* **GOAL**
From the line that holds "Can you find the purple" to the last line of the data, copy everything exactly; leave out all the rest.

* **DATA IN THIS EXERCISE**
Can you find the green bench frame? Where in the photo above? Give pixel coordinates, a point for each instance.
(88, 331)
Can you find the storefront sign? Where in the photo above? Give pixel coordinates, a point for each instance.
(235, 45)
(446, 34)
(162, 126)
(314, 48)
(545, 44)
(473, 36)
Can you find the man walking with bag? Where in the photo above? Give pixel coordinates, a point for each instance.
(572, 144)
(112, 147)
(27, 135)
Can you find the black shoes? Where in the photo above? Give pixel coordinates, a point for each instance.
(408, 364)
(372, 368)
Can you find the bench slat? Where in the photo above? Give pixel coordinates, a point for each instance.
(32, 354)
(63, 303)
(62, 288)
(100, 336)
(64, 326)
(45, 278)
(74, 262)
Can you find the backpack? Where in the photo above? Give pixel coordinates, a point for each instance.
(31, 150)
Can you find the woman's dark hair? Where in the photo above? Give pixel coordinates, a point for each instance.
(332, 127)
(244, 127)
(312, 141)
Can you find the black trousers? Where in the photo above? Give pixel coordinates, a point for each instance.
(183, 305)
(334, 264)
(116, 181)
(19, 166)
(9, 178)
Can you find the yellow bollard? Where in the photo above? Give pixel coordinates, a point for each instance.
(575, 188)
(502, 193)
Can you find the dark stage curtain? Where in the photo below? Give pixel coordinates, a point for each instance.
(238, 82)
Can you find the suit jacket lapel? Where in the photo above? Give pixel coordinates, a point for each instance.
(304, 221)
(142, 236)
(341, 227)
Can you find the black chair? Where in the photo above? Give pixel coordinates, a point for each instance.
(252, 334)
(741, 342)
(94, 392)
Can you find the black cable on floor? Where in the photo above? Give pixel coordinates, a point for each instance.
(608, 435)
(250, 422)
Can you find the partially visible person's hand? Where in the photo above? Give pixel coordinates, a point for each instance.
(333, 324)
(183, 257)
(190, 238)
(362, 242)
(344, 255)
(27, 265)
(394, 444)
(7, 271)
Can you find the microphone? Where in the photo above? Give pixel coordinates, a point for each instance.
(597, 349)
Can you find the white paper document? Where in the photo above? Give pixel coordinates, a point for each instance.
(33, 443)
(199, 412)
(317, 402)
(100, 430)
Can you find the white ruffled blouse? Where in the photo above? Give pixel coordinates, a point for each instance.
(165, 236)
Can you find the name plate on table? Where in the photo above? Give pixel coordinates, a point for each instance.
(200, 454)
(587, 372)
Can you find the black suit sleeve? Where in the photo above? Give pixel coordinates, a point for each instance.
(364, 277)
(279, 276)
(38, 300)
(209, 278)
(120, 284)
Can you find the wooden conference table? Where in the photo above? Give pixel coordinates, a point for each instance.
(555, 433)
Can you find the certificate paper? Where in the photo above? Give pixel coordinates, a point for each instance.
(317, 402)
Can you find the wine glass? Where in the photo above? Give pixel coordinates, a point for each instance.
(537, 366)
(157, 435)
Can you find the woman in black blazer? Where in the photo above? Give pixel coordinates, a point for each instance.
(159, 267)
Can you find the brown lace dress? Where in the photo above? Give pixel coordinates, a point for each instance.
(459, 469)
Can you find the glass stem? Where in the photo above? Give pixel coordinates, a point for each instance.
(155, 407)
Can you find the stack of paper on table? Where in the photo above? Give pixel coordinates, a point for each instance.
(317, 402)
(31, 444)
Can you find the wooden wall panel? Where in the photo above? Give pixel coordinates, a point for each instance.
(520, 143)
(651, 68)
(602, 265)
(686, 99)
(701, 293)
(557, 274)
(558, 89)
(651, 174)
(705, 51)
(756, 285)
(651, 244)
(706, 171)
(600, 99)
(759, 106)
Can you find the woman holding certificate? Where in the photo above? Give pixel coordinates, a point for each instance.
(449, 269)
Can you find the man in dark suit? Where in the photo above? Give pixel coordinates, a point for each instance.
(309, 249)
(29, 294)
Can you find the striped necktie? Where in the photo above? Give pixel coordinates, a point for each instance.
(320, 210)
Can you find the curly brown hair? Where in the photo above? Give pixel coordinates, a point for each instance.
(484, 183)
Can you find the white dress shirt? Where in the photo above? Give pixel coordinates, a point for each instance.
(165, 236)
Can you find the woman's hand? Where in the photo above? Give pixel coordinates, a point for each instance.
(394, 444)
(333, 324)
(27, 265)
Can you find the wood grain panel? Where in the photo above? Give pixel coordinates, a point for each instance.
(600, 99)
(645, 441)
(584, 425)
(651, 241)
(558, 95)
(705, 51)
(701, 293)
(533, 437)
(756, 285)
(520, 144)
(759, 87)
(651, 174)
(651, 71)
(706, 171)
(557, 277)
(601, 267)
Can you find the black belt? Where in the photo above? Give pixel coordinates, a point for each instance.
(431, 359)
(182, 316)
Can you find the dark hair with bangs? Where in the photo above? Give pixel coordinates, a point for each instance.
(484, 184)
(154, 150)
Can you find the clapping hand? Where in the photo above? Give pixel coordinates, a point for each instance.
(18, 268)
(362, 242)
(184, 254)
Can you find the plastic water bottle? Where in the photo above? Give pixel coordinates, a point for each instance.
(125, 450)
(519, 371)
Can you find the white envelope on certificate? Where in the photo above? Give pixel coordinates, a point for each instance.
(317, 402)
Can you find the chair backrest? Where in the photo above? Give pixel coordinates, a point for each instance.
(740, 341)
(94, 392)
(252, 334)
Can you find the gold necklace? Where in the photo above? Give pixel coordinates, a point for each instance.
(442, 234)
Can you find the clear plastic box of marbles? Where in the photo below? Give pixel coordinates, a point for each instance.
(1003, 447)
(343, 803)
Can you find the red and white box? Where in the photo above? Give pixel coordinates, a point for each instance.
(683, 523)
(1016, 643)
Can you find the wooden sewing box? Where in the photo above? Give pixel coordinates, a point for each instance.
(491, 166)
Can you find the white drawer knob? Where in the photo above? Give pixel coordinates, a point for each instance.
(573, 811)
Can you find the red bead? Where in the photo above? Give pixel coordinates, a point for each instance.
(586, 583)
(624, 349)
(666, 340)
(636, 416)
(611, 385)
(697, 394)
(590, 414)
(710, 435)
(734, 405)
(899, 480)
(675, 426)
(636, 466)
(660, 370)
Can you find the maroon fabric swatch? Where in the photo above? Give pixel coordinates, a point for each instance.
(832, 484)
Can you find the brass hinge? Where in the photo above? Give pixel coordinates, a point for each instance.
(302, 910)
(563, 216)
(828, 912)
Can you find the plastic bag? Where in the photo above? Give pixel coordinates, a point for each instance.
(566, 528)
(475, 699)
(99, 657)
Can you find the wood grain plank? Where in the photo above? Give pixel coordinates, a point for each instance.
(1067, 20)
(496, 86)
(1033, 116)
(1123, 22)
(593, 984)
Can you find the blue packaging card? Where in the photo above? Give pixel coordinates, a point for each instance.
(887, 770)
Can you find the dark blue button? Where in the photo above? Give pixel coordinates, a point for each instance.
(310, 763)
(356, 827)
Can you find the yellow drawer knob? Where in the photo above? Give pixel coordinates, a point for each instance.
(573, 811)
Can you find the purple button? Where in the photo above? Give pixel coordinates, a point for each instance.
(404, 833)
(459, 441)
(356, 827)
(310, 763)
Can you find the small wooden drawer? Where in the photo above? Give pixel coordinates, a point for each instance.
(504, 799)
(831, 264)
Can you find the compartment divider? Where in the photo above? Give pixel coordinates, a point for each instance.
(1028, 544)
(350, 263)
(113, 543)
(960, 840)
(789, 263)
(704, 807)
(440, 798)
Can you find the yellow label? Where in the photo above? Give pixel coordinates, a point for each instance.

* **ANSWER BELOW**
Can you find the purple button? Where in the photo above? Give pixel coordinates, a point for each instance.
(404, 833)
(459, 441)
(356, 827)
(310, 763)
Can you find the small wooden drawer? Where in the photo above? Give pixel coordinates, a point for each instance.
(504, 799)
(831, 264)
Can you find the compartment divider? Where in the photo above? Give pixel coordinates, a point for each instance.
(1028, 544)
(350, 263)
(113, 543)
(960, 840)
(789, 263)
(704, 807)
(440, 798)
Can you find the yellow label? Where in the photo above? Give pixel coordinates, a point for each instance.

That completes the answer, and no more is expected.